Edit the lines below by replacing each occurrence of "photograph" with "image" and leaving all other text unchanged. Omit the pictures from your answer.

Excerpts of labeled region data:
▼▼▼
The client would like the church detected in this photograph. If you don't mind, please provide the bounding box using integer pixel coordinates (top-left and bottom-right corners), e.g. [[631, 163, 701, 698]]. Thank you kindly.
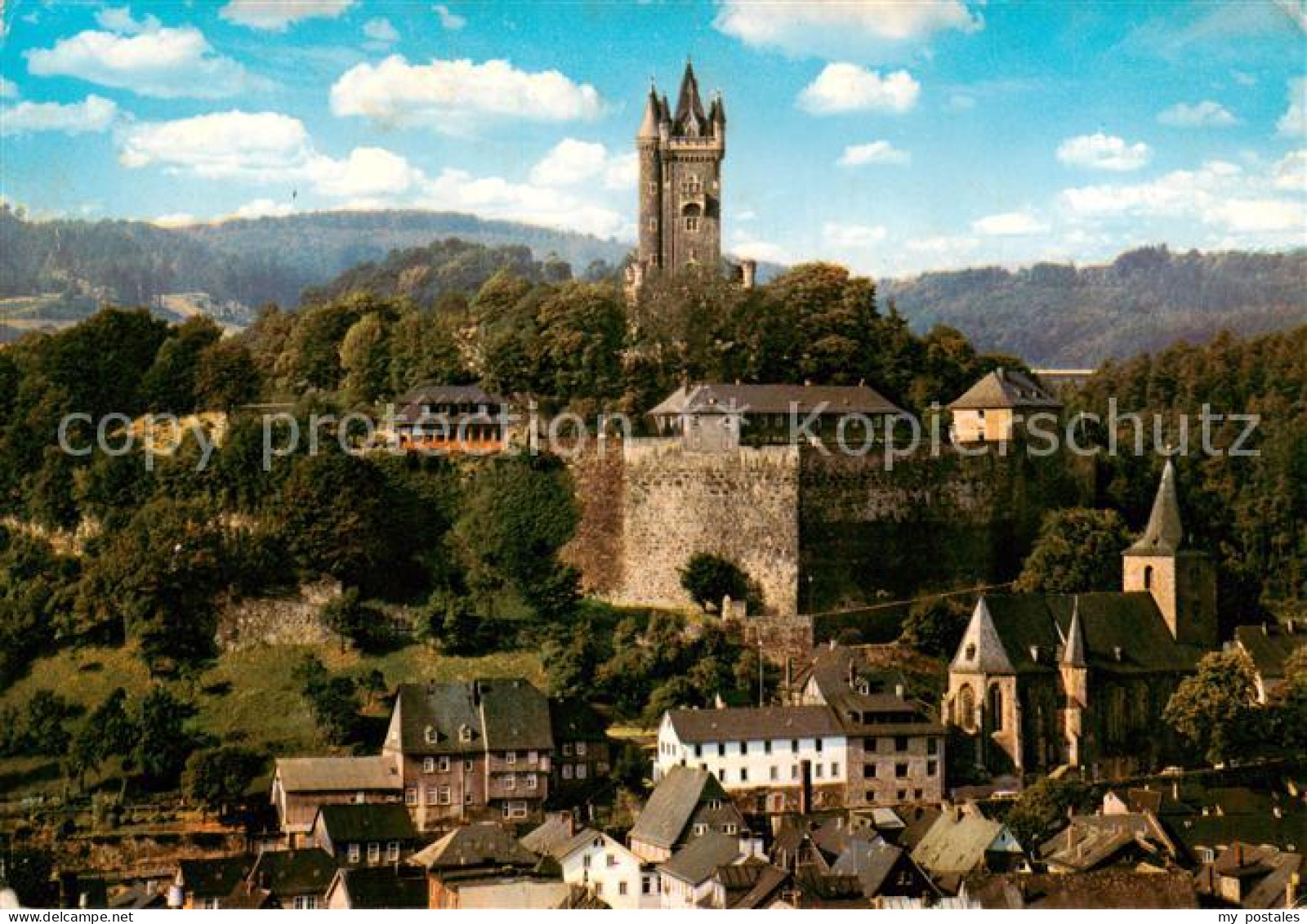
[[943, 462, 1220, 776]]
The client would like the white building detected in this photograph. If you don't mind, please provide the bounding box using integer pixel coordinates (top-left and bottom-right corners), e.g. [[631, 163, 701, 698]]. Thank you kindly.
[[549, 828, 658, 911], [654, 706, 848, 813]]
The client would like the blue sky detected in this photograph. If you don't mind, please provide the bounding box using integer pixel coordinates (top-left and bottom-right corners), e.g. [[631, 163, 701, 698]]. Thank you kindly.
[[0, 0, 1307, 275]]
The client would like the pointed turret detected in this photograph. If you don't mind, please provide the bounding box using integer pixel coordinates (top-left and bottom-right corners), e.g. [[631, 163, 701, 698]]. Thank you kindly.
[[1061, 596, 1089, 667], [952, 597, 1015, 674], [676, 59, 706, 132], [1129, 459, 1184, 556], [636, 83, 662, 141]]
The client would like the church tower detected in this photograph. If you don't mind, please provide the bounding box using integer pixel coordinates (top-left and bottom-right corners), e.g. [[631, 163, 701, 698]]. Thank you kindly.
[[629, 61, 727, 288], [1122, 459, 1218, 649]]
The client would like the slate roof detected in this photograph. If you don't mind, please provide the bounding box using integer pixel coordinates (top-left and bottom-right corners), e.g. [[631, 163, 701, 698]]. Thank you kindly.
[[276, 757, 404, 792], [912, 809, 1004, 876], [668, 706, 843, 743], [649, 382, 902, 417], [318, 802, 418, 844], [658, 831, 740, 885], [409, 822, 540, 872], [630, 767, 743, 850], [337, 867, 427, 911], [178, 854, 257, 898], [396, 383, 507, 421], [248, 847, 336, 895], [950, 591, 1204, 674], [1233, 623, 1307, 682], [395, 677, 554, 756], [949, 368, 1061, 410]]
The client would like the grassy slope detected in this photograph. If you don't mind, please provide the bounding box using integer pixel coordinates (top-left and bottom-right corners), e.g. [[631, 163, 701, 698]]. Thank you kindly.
[[0, 645, 544, 798]]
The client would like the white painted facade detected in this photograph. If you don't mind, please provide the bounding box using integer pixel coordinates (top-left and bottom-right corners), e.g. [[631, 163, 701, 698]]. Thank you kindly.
[[654, 712, 848, 792], [558, 831, 658, 911]]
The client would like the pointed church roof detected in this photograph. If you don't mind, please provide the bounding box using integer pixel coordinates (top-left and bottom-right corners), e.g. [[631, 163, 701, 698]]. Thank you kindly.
[[676, 59, 706, 131], [636, 83, 662, 139], [950, 597, 1013, 674], [1126, 459, 1184, 556], [1063, 595, 1089, 667]]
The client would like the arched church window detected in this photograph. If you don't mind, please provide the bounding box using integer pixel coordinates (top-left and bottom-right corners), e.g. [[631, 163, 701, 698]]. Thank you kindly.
[[989, 684, 1002, 732], [958, 684, 976, 732]]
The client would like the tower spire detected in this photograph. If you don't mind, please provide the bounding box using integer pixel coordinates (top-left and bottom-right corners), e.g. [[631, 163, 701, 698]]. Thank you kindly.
[[1129, 459, 1184, 554]]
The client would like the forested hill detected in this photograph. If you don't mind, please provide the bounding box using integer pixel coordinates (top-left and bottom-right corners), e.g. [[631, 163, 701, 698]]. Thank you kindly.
[[0, 204, 629, 324], [880, 246, 1307, 366]]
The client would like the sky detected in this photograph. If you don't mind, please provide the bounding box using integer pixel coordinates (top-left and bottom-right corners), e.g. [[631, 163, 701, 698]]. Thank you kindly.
[[0, 0, 1307, 276]]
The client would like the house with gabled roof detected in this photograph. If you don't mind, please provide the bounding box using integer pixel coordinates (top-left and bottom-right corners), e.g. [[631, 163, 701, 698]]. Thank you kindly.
[[381, 677, 554, 831], [949, 368, 1061, 443], [629, 766, 747, 863], [943, 462, 1218, 775]]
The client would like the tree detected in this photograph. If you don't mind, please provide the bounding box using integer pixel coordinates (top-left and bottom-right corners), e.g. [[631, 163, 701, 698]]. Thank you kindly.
[[132, 685, 194, 789], [1162, 652, 1259, 763], [185, 748, 264, 815], [1017, 507, 1131, 593], [899, 597, 970, 658], [1006, 776, 1093, 848], [681, 551, 750, 609]]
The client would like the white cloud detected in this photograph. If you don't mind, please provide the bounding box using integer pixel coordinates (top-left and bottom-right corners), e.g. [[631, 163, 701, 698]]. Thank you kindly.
[[331, 55, 603, 135], [234, 199, 296, 225], [1272, 148, 1307, 194], [799, 63, 921, 115], [218, 0, 355, 33], [0, 94, 118, 135], [431, 2, 468, 33], [1057, 132, 1153, 172], [24, 26, 264, 100], [364, 17, 400, 47], [96, 7, 162, 35], [821, 221, 889, 250], [712, 0, 983, 57], [1157, 100, 1239, 128], [531, 139, 639, 190], [836, 141, 912, 167], [1276, 77, 1307, 137], [971, 212, 1048, 238]]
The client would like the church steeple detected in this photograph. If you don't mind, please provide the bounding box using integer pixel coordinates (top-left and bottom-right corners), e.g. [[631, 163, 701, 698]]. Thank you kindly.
[[1129, 459, 1184, 556]]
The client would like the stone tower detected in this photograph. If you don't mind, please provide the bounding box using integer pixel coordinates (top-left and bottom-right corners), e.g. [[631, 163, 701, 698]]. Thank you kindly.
[[1122, 459, 1218, 649], [630, 61, 727, 286]]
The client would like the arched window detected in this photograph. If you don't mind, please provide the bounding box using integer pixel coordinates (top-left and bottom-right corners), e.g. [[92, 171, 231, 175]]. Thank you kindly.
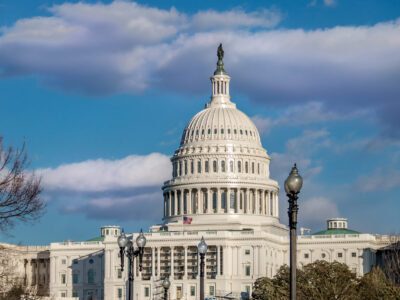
[[213, 191, 217, 213], [183, 192, 187, 214], [221, 191, 226, 212], [88, 269, 94, 284]]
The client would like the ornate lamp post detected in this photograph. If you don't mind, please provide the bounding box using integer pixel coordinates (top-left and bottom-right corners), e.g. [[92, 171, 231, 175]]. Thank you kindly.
[[162, 275, 171, 300], [118, 229, 146, 300], [285, 164, 303, 300], [197, 237, 208, 300]]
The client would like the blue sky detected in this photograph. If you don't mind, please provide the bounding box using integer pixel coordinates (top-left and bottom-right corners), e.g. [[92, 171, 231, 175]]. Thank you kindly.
[[0, 0, 400, 244]]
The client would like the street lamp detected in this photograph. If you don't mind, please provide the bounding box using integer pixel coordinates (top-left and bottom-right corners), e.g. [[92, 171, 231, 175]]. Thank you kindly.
[[285, 164, 303, 300], [162, 275, 171, 300], [118, 229, 146, 300], [197, 237, 208, 300]]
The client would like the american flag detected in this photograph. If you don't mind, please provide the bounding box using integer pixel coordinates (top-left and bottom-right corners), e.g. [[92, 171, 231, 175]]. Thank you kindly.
[[183, 217, 192, 224]]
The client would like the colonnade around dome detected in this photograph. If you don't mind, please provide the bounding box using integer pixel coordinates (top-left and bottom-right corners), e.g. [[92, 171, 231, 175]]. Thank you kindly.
[[164, 187, 279, 218]]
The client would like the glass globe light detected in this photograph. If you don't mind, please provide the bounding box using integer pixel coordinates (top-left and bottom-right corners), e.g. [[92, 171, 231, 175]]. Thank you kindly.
[[136, 229, 146, 248], [126, 240, 133, 249], [117, 229, 128, 248], [285, 164, 303, 194], [197, 237, 208, 254], [163, 276, 171, 289]]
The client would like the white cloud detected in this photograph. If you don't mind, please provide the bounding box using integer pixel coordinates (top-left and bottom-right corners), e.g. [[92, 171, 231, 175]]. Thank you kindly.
[[191, 9, 281, 30], [37, 153, 171, 220], [299, 197, 340, 228], [0, 0, 400, 136], [37, 153, 171, 192], [355, 168, 400, 192]]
▲▲▲
### [Problem solution]
The client would like the church detected in this image. If you don't mind, please provide the bounding box using integer pixel coordinates (top-left and bottom-right corners), e.g. [[631, 163, 701, 698]]. Thank you kindly.
[[943, 462, 1220, 776]]
The client would like the white building detected in this image. If you don't mind, please provide the bounding box using integer pixel coordinates (top-left and bottom-right corners), e.g. [[631, 163, 701, 698]]. Thank you kindly.
[[549, 828, 658, 911], [654, 706, 848, 813]]
The client would like the blue sky detected in this image. If you don't mind, please provide the bounding box using integer pixel coordinates (top-left and bottom-right corners), e.g. [[631, 163, 701, 698]]. Thank you kindly.
[[0, 0, 1307, 275]]
The client would like the pointed turret detected in this image. If you don't mind, please provide the bounding box using integer pixel coordinates (top-left and bottom-right corners), e.g. [[631, 163, 701, 698]]. Thank you kindly.
[[1061, 596, 1089, 667], [952, 597, 1015, 674], [676, 59, 706, 132], [1129, 459, 1184, 556], [636, 83, 662, 141]]
The client would like the church tower detected in this image. If you don't mind, please provide the bounding box using integer pixel coordinates (top-left and bottom-right corners), e.g. [[631, 163, 701, 698]]. Thank you kindly.
[[629, 61, 727, 288], [1122, 459, 1218, 649]]
The client would like the slate roof detected in this image. If you don't mind, please provide the bounding box using integer pixel coordinates (top-left and bottom-right corners), e.g. [[631, 163, 701, 698]]. Thank you kindly.
[[276, 757, 404, 792], [912, 809, 1004, 876], [668, 706, 843, 743], [649, 382, 902, 417], [318, 802, 418, 844], [658, 831, 740, 885], [409, 822, 540, 872], [630, 767, 743, 850], [337, 867, 427, 911], [178, 854, 257, 898], [396, 383, 507, 421], [248, 847, 336, 895], [950, 591, 1204, 674], [1233, 623, 1307, 682], [395, 677, 554, 756], [949, 368, 1061, 410]]
The client would like the grassy slope detected in this image. If you don't mind, please provide the bounding box using integer pixel coordinates (top-left and bottom-right corners), e.g. [[631, 163, 701, 698]]. Thank you kindly.
[[0, 645, 544, 798]]
The client would like the white painted facade detected in this image. If you don't mind, please provide the bounding box using integer pixel coordinates (top-left and bottom-right corners), e.g. [[631, 163, 701, 698]]. Thank you kindly.
[[654, 712, 848, 792], [558, 831, 658, 911]]
The client would like the pointed church roof detected in this image. If you don't mind, please provide the bounding box using integer pixel coordinates (top-left and bottom-right corners), e.g. [[631, 163, 701, 698]]. Thank you kindly.
[[676, 59, 706, 131], [636, 83, 662, 139], [950, 597, 1013, 674], [1126, 459, 1184, 556], [1063, 595, 1089, 667]]
The client would like the arched church window detected in this image. If you don't mind, please provide the bounding box using integer pixel coordinates (top-left and bottom-right corners), e.g. [[631, 163, 701, 698]]. Thank you kindly.
[[989, 684, 1002, 732], [958, 684, 976, 732]]
The client would like the tower spire detected in this image. If you don't mind, please provide the bounding box using integer pixel coordinates (top-left and bottom-right corners), e.g. [[631, 163, 701, 698]]. Thank you kindly.
[[1129, 459, 1184, 554]]
The client would like the forested hill detected in this image. If you don't mind, please provide the bounding box using integer pixel coordinates (top-left and bottom-right corners), e.g. [[631, 163, 701, 698]]. Thank you kindly.
[[0, 204, 629, 324], [880, 246, 1307, 366]]
The client would like the sky detected in this image. If you don't mind, please provide the bounding box using integer pixel coordinates (top-left and bottom-right corners), e.g. [[631, 163, 701, 698]]. Thank you kindly.
[[0, 0, 1307, 276]]
The client would like the house with gabled roof detected in this image. If you don't mind, please provide the bounding box using integer pixel coordinates (top-left and bottom-right corners), e.g. [[631, 163, 701, 698]]. Thank you kindly.
[[381, 677, 554, 831], [949, 368, 1061, 443], [629, 766, 747, 863], [943, 462, 1218, 775]]
The client would like the tree detected in this image. If you don't mind, please provide the bounding box using integer pixel coordinates (top-left and bottom-right corners), e.g. [[631, 163, 701, 698]]. Thank you kindly.
[[132, 685, 194, 789], [1162, 652, 1259, 763], [185, 748, 264, 815], [1017, 507, 1131, 593], [899, 597, 970, 658], [1006, 776, 1093, 848], [681, 551, 750, 609]]
The client would like the white cloud detected in this image. If you don't mind, please provide the bounding box using integer pixel coordinates (top-left and bottom-right corners), e.g. [[631, 163, 701, 698]]. Thank you kindly.
[[331, 55, 603, 135], [234, 199, 296, 225], [1272, 148, 1307, 194], [799, 63, 921, 115], [218, 0, 355, 33], [0, 94, 118, 135], [431, 2, 468, 33], [1057, 132, 1153, 172], [24, 26, 264, 100], [364, 17, 400, 47], [96, 7, 162, 35], [821, 221, 889, 250], [712, 0, 983, 57], [1157, 100, 1239, 128], [531, 139, 639, 190], [836, 141, 912, 167], [1276, 77, 1307, 137], [971, 212, 1048, 238]]
The client would like the church steeple detected in this image. If you don't mind, please provide the bounding box using integer pixel coordinates (top-left and bottom-right corners), e.g. [[631, 163, 701, 698]]. Thank you kindly.
[[1129, 459, 1184, 556]]
The client would like the stone tower detected in this image. If you don't mind, please provide the bounding box using integer pixel coordinates (top-left and bottom-right corners), e.g. [[631, 163, 701, 698]]. Thank you kindly.
[[1122, 459, 1218, 649], [630, 61, 727, 286]]
The client would like the arched window detected in this image. If you don't mind, please provide the bounding box using integer pixel coordinates (top-left and bottom-right corners), e.g. [[92, 171, 231, 175]]. Thank you kindly.
[[213, 191, 217, 213], [183, 192, 187, 214], [221, 191, 226, 212], [88, 269, 94, 284]]
The client would like the ornate lamp post detected in this image. If you don't mind, please provide the bounding box using integer pixel coordinates (top-left and bottom-right corners), e.g. [[92, 171, 231, 175]]. Thank you kindly.
[[162, 275, 171, 300], [118, 229, 146, 300], [285, 164, 303, 300], [197, 237, 208, 300]]
The client would like the blue sky detected in this image. If you don't mind, please provide the bounding box using integer pixel coordinates (top-left and bottom-right corners), e.g. [[92, 171, 231, 175]]. Thank you kindly.
[[0, 0, 400, 244]]
The client would like the street lamp detected in this image. If you don't mind, please provide the bounding box using integer pixel coordinates (top-left and bottom-right corners), e.g. [[92, 171, 231, 175]]. Thank you kindly.
[[285, 164, 303, 300], [162, 275, 171, 300], [118, 229, 146, 300], [197, 237, 208, 300]]
The client would like the american flag detected in this image. If you don't mind, please provide the bounding box using integer pixel coordinates (top-left and bottom-right corners), e.g. [[92, 171, 231, 175]]. Thank you kindly.
[[183, 217, 192, 224]]
The client would like the colonnade around dome detected in this image. If you don't mind, please provide the bounding box using integer pixel coordinates (top-left and bottom-right corners), e.g. [[92, 171, 231, 175]]. Thank you kindly.
[[164, 187, 279, 218]]
The client would like the glass globe light detected in this image. If you don't mind, please provide the bounding box using integer pixel coordinates (top-left and bottom-right corners), e.g. [[92, 171, 231, 175]]. Thank you kindly.
[[136, 229, 146, 248], [126, 240, 133, 249], [117, 229, 128, 248], [285, 164, 303, 194], [197, 237, 208, 254], [163, 276, 171, 289]]
The client would like the white cloud detected in this image. If you don't mind, please provide the bounding box using integer pixel coordinates (top-left and bottom-right corners), e.g. [[92, 171, 231, 175]]. Thank you kindly.
[[191, 9, 281, 30], [37, 153, 171, 220], [299, 197, 340, 228], [0, 0, 400, 136], [37, 153, 171, 192], [355, 168, 400, 192]]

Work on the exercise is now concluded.